◆ **Your task**
Can you print every line of the material below, word for word and unchanged?

◆ **Source records**
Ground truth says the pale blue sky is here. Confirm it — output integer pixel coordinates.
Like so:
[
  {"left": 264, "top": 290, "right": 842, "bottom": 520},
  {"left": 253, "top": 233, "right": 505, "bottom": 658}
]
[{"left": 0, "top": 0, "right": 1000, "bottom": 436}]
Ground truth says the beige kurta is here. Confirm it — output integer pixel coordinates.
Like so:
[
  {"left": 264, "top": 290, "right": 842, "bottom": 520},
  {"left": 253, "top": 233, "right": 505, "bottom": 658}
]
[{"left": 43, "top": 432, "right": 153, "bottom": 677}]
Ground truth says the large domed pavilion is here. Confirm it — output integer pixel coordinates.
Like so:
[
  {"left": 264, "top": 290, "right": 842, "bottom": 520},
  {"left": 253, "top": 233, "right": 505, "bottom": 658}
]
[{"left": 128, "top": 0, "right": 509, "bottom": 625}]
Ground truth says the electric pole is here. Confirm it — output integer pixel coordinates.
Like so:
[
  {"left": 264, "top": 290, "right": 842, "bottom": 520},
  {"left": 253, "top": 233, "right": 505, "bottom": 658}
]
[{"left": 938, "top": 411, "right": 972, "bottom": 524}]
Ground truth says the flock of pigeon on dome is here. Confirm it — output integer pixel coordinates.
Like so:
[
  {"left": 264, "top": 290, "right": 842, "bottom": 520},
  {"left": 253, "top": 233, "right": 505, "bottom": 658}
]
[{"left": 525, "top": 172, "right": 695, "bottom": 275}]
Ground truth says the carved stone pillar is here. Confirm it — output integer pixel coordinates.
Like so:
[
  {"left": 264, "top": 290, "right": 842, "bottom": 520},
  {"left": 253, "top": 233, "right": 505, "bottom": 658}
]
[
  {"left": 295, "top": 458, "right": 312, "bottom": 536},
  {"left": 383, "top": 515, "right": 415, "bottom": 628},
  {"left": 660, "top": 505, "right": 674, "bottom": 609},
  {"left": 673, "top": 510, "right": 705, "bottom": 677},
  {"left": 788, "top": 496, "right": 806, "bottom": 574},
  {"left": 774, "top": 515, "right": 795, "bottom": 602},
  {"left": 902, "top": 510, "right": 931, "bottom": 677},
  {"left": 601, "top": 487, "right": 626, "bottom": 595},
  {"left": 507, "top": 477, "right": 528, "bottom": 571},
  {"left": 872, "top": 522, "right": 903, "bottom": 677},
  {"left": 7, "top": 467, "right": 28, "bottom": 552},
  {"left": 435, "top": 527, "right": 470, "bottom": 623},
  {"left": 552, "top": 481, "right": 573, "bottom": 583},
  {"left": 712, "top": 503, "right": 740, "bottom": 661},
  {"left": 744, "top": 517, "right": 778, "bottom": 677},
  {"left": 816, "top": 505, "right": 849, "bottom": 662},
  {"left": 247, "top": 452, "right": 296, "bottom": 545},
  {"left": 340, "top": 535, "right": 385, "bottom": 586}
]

◆ **Reply to the task**
Ground truth says the pale blue sky is here. Confirm it — output integer pixel coordinates.
Like so:
[
  {"left": 264, "top": 290, "right": 842, "bottom": 520},
  {"left": 253, "top": 233, "right": 505, "bottom": 658}
]
[{"left": 0, "top": 0, "right": 1000, "bottom": 436}]
Ground truth says the beige kurta is here. Confirm it — output integer pixel coordinates.
Like so:
[
  {"left": 264, "top": 290, "right": 842, "bottom": 520},
  {"left": 253, "top": 233, "right": 505, "bottom": 658}
]
[{"left": 43, "top": 432, "right": 153, "bottom": 677}]
Ground truth says the large domed pavilion is here. Confirm it — output integer pixel coordinates.
Like so:
[
  {"left": 264, "top": 290, "right": 842, "bottom": 520},
  {"left": 253, "top": 233, "right": 505, "bottom": 658}
]
[{"left": 128, "top": 0, "right": 509, "bottom": 625}]
Ground truth says the electric pole is here. Confirm it — output integer pixel coordinates.
Like so:
[
  {"left": 264, "top": 290, "right": 842, "bottom": 520},
  {"left": 253, "top": 233, "right": 505, "bottom": 658}
]
[{"left": 938, "top": 411, "right": 972, "bottom": 524}]
Ground truth says the flock of pigeon on dome is here. Confirm it — output integer pixel coordinates.
Like so:
[
  {"left": 264, "top": 290, "right": 842, "bottom": 520},
  {"left": 253, "top": 233, "right": 505, "bottom": 658}
]
[{"left": 525, "top": 172, "right": 695, "bottom": 275}]
Ground truth says the carved stone pillar is here. Confirm it — output integer pixel coordinates.
Like so:
[
  {"left": 264, "top": 290, "right": 842, "bottom": 520},
  {"left": 253, "top": 233, "right": 505, "bottom": 658}
]
[
  {"left": 295, "top": 458, "right": 312, "bottom": 536},
  {"left": 383, "top": 515, "right": 415, "bottom": 628},
  {"left": 660, "top": 505, "right": 674, "bottom": 609},
  {"left": 673, "top": 510, "right": 705, "bottom": 677},
  {"left": 788, "top": 496, "right": 806, "bottom": 574},
  {"left": 774, "top": 515, "right": 795, "bottom": 602},
  {"left": 902, "top": 510, "right": 931, "bottom": 677},
  {"left": 601, "top": 487, "right": 626, "bottom": 595},
  {"left": 507, "top": 477, "right": 528, "bottom": 571},
  {"left": 872, "top": 522, "right": 903, "bottom": 677},
  {"left": 7, "top": 467, "right": 28, "bottom": 552},
  {"left": 435, "top": 527, "right": 470, "bottom": 623},
  {"left": 552, "top": 481, "right": 573, "bottom": 583},
  {"left": 712, "top": 503, "right": 740, "bottom": 661},
  {"left": 744, "top": 517, "right": 778, "bottom": 677},
  {"left": 816, "top": 505, "right": 849, "bottom": 662},
  {"left": 247, "top": 452, "right": 296, "bottom": 545},
  {"left": 340, "top": 535, "right": 385, "bottom": 586}
]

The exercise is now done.